*** Block opens ***

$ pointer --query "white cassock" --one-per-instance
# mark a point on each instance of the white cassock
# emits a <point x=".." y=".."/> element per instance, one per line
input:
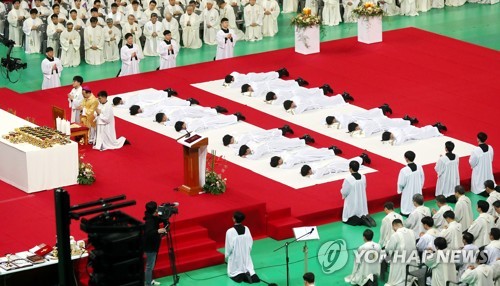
<point x="481" y="161"/>
<point x="210" y="18"/>
<point x="168" y="52"/>
<point x="481" y="228"/>
<point x="33" y="42"/>
<point x="453" y="235"/>
<point x="413" y="221"/>
<point x="70" y="52"/>
<point x="275" y="145"/>
<point x="386" y="229"/>
<point x="338" y="165"/>
<point x="94" y="37"/>
<point x="238" y="247"/>
<point x="106" y="133"/>
<point x="225" y="46"/>
<point x="354" y="194"/>
<point x="331" y="13"/>
<point x="442" y="271"/>
<point x="410" y="182"/>
<point x="364" y="271"/>
<point x="191" y="31"/>
<point x="482" y="275"/>
<point x="173" y="27"/>
<point x="304" y="156"/>
<point x="51" y="78"/>
<point x="448" y="175"/>
<point x="130" y="65"/>
<point x="270" y="22"/>
<point x="408" y="133"/>
<point x="151" y="45"/>
<point x="402" y="240"/>
<point x="112" y="37"/>
<point x="253" y="15"/>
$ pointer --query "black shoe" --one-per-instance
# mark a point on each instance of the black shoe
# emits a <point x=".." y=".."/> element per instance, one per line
<point x="308" y="139"/>
<point x="335" y="149"/>
<point x="193" y="101"/>
<point x="240" y="116"/>
<point x="366" y="158"/>
<point x="220" y="109"/>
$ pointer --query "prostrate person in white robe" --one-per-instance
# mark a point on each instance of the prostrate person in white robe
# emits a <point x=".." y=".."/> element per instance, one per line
<point x="442" y="270"/>
<point x="112" y="37"/>
<point x="254" y="16"/>
<point x="105" y="122"/>
<point x="402" y="245"/>
<point x="168" y="49"/>
<point x="51" y="69"/>
<point x="481" y="227"/>
<point x="94" y="43"/>
<point x="190" y="23"/>
<point x="410" y="182"/>
<point x="131" y="55"/>
<point x="32" y="30"/>
<point x="238" y="248"/>
<point x="226" y="40"/>
<point x="481" y="161"/>
<point x="331" y="13"/>
<point x="413" y="221"/>
<point x="366" y="268"/>
<point x="447" y="173"/>
<point x="386" y="226"/>
<point x="463" y="208"/>
<point x="70" y="46"/>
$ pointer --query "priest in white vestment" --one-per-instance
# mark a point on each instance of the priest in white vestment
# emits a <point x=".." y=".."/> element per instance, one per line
<point x="105" y="122"/>
<point x="51" y="69"/>
<point x="410" y="182"/>
<point x="70" y="46"/>
<point x="253" y="15"/>
<point x="481" y="161"/>
<point x="131" y="55"/>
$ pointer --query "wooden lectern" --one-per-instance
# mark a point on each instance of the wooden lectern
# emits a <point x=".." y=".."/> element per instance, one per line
<point x="194" y="168"/>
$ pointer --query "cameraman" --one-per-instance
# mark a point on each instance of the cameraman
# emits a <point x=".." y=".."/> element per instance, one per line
<point x="152" y="238"/>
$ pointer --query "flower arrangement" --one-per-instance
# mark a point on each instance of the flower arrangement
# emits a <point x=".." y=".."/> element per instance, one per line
<point x="368" y="9"/>
<point x="215" y="184"/>
<point x="86" y="174"/>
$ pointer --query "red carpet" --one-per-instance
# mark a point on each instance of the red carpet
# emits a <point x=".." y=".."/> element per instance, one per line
<point x="418" y="73"/>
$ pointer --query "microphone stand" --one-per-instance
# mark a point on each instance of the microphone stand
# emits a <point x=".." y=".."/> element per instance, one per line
<point x="286" y="253"/>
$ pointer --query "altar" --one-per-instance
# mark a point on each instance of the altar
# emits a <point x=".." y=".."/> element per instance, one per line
<point x="33" y="169"/>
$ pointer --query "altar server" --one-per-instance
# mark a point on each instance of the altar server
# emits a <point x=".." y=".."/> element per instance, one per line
<point x="481" y="161"/>
<point x="131" y="55"/>
<point x="410" y="182"/>
<point x="105" y="121"/>
<point x="447" y="172"/>
<point x="51" y="69"/>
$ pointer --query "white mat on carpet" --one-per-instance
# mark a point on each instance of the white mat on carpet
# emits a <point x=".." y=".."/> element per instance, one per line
<point x="289" y="177"/>
<point x="428" y="150"/>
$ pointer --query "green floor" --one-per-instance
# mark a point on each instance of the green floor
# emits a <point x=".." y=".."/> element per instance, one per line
<point x="473" y="23"/>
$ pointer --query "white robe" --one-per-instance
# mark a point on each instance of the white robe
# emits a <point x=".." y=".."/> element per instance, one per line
<point x="237" y="251"/>
<point x="482" y="169"/>
<point x="191" y="33"/>
<point x="386" y="229"/>
<point x="94" y="37"/>
<point x="409" y="184"/>
<point x="225" y="47"/>
<point x="448" y="176"/>
<point x="130" y="65"/>
<point x="106" y="133"/>
<point x="354" y="194"/>
<point x="70" y="53"/>
<point x="167" y="56"/>
<point x="51" y="78"/>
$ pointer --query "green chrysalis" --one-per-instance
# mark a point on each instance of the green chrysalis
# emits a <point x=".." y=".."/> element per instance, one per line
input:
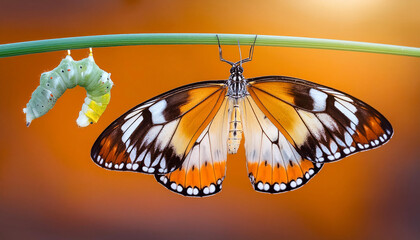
<point x="69" y="74"/>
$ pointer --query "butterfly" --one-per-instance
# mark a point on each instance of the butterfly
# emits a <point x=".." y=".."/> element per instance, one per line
<point x="291" y="128"/>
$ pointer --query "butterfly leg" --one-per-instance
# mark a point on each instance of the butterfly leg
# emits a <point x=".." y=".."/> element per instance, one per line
<point x="220" y="52"/>
<point x="251" y="52"/>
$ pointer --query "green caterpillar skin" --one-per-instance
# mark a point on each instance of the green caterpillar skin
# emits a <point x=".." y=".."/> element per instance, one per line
<point x="69" y="74"/>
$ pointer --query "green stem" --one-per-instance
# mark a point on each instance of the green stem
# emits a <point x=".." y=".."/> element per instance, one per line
<point x="49" y="45"/>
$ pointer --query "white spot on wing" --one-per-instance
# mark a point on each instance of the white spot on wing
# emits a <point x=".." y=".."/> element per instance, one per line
<point x="130" y="129"/>
<point x="319" y="99"/>
<point x="346" y="112"/>
<point x="157" y="111"/>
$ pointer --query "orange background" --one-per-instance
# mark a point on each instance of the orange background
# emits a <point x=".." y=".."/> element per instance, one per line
<point x="50" y="189"/>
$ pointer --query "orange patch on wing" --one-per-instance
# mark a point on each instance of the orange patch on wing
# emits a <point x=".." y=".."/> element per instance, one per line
<point x="195" y="96"/>
<point x="252" y="167"/>
<point x="279" y="174"/>
<point x="294" y="172"/>
<point x="282" y="115"/>
<point x="207" y="175"/>
<point x="282" y="90"/>
<point x="192" y="178"/>
<point x="177" y="176"/>
<point x="264" y="173"/>
<point x="195" y="121"/>
<point x="219" y="169"/>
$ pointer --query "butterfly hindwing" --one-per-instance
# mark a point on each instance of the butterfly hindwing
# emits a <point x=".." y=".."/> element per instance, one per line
<point x="323" y="124"/>
<point x="203" y="170"/>
<point x="273" y="163"/>
<point x="155" y="136"/>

*** Block closes ***

• [BRIEF]
Restate word for word the lines in the material above from the one with "# mark a point on each instance of the prostrate" to the one with "# mark a point on each instance of the flower"; both of those lines count, and nothing else does.

• [TASK ANSWER]
# mark a point on each instance of the prostrate person in white robe
# emits a <point x=".." y=".."/> element per instance, one per line
<point x="442" y="270"/>
<point x="112" y="37"/>
<point x="254" y="16"/>
<point x="105" y="122"/>
<point x="402" y="245"/>
<point x="168" y="49"/>
<point x="51" y="69"/>
<point x="481" y="227"/>
<point x="94" y="43"/>
<point x="190" y="23"/>
<point x="410" y="182"/>
<point x="131" y="55"/>
<point x="32" y="30"/>
<point x="238" y="248"/>
<point x="226" y="40"/>
<point x="481" y="161"/>
<point x="331" y="13"/>
<point x="413" y="221"/>
<point x="366" y="268"/>
<point x="447" y="173"/>
<point x="386" y="226"/>
<point x="463" y="208"/>
<point x="70" y="46"/>
$ pointer --query "priest in white vestment" --one-per-instance
# mark a point on each instance of the priest in white vestment
# emits a <point x=".." y=".."/> element per instance, one per line
<point x="105" y="122"/>
<point x="51" y="69"/>
<point x="410" y="182"/>
<point x="70" y="46"/>
<point x="253" y="15"/>
<point x="481" y="161"/>
<point x="131" y="55"/>
$ pointer --query "wooden lectern" --one-per-instance
# mark a point on each instance of the wooden lectern
# emits a <point x=".." y=".."/> element per instance, one per line
<point x="194" y="168"/>
$ pointer --query "cameraman" --one-per-instance
# mark a point on each instance of the cameraman
# emits a <point x=".." y=".."/> element per instance, one per line
<point x="152" y="238"/>
$ pointer --query "flower arrangement" --one-per-instance
# mark a point on each instance of the flower arrangement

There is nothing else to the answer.